## [Goal]
Copy the lines below verbatim, starting at the line containing "Where can the concrete block" and ending at the line containing "column 48, row 180", both included.
##### Dataset rows
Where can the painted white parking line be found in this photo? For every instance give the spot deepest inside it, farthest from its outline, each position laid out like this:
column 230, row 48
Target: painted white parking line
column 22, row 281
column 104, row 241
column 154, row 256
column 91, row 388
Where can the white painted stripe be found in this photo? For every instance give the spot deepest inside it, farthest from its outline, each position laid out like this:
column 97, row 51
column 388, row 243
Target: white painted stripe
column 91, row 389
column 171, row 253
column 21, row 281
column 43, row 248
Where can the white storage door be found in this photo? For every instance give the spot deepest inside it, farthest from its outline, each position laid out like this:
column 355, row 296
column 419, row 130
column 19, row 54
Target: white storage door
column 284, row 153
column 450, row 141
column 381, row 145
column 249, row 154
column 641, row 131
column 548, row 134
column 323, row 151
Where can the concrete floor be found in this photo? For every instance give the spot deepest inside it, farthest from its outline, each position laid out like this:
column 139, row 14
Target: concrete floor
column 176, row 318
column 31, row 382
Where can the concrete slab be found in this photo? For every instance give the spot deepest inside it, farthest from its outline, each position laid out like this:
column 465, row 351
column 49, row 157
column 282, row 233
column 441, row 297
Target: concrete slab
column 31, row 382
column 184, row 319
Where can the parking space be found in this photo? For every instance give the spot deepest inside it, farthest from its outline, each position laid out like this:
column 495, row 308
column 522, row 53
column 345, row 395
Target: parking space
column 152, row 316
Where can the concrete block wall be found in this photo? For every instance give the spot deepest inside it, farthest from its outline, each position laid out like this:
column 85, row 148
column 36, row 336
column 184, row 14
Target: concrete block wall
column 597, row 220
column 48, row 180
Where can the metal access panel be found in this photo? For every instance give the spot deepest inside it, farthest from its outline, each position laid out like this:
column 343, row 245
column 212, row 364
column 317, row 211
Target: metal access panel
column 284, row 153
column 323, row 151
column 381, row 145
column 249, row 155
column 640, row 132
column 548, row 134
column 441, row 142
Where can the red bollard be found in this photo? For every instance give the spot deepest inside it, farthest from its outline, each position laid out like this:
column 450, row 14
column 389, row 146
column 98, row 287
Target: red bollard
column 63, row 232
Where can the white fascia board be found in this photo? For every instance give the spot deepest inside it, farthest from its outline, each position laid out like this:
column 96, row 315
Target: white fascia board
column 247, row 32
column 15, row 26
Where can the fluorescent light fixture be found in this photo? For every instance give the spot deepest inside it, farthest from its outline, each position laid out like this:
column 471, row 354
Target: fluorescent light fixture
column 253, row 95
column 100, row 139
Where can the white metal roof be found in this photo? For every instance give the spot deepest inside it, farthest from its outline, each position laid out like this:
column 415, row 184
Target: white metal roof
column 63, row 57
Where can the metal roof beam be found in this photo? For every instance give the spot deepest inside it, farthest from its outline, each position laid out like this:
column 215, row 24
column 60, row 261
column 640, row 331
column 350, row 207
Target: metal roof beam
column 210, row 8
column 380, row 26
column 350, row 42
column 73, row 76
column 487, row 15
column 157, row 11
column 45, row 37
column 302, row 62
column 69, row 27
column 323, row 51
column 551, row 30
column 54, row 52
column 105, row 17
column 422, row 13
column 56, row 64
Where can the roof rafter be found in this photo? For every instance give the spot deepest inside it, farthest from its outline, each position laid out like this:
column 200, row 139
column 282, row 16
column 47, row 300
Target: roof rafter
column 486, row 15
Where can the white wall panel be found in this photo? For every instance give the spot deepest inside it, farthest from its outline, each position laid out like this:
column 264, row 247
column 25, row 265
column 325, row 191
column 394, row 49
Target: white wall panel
##########
## [Full answer]
Where can the concrete block wall be found in this photo? For every instance give the spot deepest inside it, farthest from its outline, each position laid out like this:
column 85, row 148
column 36, row 336
column 184, row 14
Target: concrete block wall
column 597, row 220
column 48, row 180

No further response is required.